▶ Aufgabenbeschreibung: Schreibe alle folgenden Einträge als nummerierte Liste um und lass dabei Leerzeilen weg.

▶ Aufgelistete Einträge:
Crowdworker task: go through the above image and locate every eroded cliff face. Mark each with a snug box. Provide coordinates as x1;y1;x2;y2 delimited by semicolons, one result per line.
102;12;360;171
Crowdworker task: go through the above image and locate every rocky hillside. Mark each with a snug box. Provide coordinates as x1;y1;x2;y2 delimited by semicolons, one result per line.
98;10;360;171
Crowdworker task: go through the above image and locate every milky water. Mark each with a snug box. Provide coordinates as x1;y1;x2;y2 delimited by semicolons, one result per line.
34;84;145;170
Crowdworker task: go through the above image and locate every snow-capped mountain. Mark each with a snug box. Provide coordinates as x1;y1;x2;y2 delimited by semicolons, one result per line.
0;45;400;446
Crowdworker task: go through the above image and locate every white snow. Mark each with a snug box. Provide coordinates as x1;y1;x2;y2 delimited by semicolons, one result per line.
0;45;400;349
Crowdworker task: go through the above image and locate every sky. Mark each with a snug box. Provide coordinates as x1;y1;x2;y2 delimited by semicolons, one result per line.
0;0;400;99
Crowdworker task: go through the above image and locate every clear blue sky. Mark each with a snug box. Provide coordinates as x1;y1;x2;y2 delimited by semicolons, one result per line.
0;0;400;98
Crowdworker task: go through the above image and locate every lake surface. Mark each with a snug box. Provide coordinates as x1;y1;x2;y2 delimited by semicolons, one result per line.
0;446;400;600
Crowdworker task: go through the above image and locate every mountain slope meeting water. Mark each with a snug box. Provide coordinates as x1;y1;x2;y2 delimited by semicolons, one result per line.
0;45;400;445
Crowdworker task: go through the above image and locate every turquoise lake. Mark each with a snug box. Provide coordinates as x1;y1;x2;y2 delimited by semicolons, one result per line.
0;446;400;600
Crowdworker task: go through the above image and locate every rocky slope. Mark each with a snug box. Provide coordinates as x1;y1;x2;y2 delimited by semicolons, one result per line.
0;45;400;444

▶ Lösung der Aufgabe:
1. Crowdworker task: go through the above image and locate every eroded cliff face. Mark each with a snug box. Provide coordinates as x1;y1;x2;y2 delimited by semicolons, one result per line.
2. 102;12;360;171
3. Crowdworker task: go through the above image and locate every rocky hillside. Mark each with a snug box. Provide coordinates as x1;y1;x2;y2 delimited by semicolons, one result per line.
4. 98;10;360;171
5. Crowdworker task: go through the above image and locate every milky water. Mark each with a snug box. Provide coordinates as x1;y1;x2;y2 delimited by semicolons, one result per line.
6. 34;84;145;170
7. Crowdworker task: go through the above image and locate every snow-capped mountain. Mark each with a snug box. Provide coordinates as x1;y1;x2;y2 delimited by semicolons, one result per line.
8. 0;45;400;446
9. Crowdworker task: go through the above image and locate every white snow. Mark each with a snug box. Provide coordinates as x1;y1;x2;y2 delimited by semicolons, one result per line.
10. 0;45;400;349
11. Crowdworker task: go through the above image and locate every sky. Mark each with a snug box. Provide coordinates as x1;y1;x2;y2 delimited by semicolons, one result per line.
12. 0;0;400;99
13. Crowdworker task: go through the above image and locate every clear blue sky. Mark each with a snug box. Provide coordinates as x1;y1;x2;y2 delimited by semicolons, one result per line.
14. 0;0;400;98
15. Crowdworker task: go through the above image and locate every lake surface. Mark each with a snug box. Provide coordinates as x1;y1;x2;y2 delimited by semicolons, one result per line.
16. 0;446;400;600
17. Crowdworker task: go through the above image and locate every mountain slope meeting water. Mark each with a snug box. Provide coordinates as x1;y1;x2;y2 delimited by semicolons, one result per line.
18. 0;45;400;445
19. Crowdworker task: go through the above image and locate every turquoise lake. Mark each with a snug box. Provide coordinates as x1;y1;x2;y2 delimited by semicolons, one result per line.
20. 0;446;400;600
21. Crowdworker task: go through the above image and locate every rocky slope. Mark each with a snug box. Provide coordinates as x1;y1;x2;y2 delimited by semicolons, one result per line.
22. 0;45;400;444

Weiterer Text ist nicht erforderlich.